# START OF Records to use

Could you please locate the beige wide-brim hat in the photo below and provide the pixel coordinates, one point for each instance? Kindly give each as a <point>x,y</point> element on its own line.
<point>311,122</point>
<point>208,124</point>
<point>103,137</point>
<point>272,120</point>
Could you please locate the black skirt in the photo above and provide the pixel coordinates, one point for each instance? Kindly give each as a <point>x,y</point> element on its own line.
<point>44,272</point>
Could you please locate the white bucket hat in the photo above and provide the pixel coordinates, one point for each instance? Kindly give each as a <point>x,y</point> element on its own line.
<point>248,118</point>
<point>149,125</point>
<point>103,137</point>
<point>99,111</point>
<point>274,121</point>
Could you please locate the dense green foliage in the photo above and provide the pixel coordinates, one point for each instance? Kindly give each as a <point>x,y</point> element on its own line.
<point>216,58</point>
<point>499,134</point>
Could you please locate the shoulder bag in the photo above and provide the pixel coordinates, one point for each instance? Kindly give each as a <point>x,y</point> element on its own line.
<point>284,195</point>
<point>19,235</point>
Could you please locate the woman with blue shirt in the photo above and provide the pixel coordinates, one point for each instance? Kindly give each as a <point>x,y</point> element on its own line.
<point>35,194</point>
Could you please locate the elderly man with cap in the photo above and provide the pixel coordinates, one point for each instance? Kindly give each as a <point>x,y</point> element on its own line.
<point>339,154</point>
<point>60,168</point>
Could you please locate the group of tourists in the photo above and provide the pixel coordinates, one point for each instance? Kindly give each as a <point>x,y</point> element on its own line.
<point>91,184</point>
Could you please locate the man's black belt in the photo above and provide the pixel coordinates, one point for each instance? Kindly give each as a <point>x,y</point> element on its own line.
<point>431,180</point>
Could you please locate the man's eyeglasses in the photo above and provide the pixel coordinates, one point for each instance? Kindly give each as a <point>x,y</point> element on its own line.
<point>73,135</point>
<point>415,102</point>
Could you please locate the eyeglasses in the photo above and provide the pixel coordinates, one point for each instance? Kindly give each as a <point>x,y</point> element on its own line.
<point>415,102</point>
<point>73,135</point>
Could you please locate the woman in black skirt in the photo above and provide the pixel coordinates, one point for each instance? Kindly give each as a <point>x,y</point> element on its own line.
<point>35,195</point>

# END OF Records to use
# START OF Records to use

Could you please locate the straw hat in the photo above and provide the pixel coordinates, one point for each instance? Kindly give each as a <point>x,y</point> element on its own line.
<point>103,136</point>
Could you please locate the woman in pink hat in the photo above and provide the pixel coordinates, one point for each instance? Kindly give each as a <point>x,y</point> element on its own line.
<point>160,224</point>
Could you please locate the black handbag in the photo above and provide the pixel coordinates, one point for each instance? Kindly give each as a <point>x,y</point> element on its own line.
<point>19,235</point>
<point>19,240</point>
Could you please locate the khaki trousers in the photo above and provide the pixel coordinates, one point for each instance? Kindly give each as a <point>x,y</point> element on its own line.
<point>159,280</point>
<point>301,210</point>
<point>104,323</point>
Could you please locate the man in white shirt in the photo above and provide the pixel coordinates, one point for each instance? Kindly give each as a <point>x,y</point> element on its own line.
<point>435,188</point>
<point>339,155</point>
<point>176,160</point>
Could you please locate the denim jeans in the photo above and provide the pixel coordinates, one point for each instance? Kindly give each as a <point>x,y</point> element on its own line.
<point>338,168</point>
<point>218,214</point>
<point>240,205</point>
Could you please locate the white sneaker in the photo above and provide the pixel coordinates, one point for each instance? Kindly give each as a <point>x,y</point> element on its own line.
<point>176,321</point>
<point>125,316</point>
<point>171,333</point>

# END OF Records to use

**To be done:** In the data, copy out the lines starting at the line containing "Could you please locate the woman in black" and ending at the line containing "<point>35,195</point>", both included, without changing anything.

**Problem solution:**
Could you please locate the woman in black skirt in the photo above and provide the pixel coordinates, one point for each instance? Kindly give each as a <point>x,y</point> element on its own line.
<point>35,195</point>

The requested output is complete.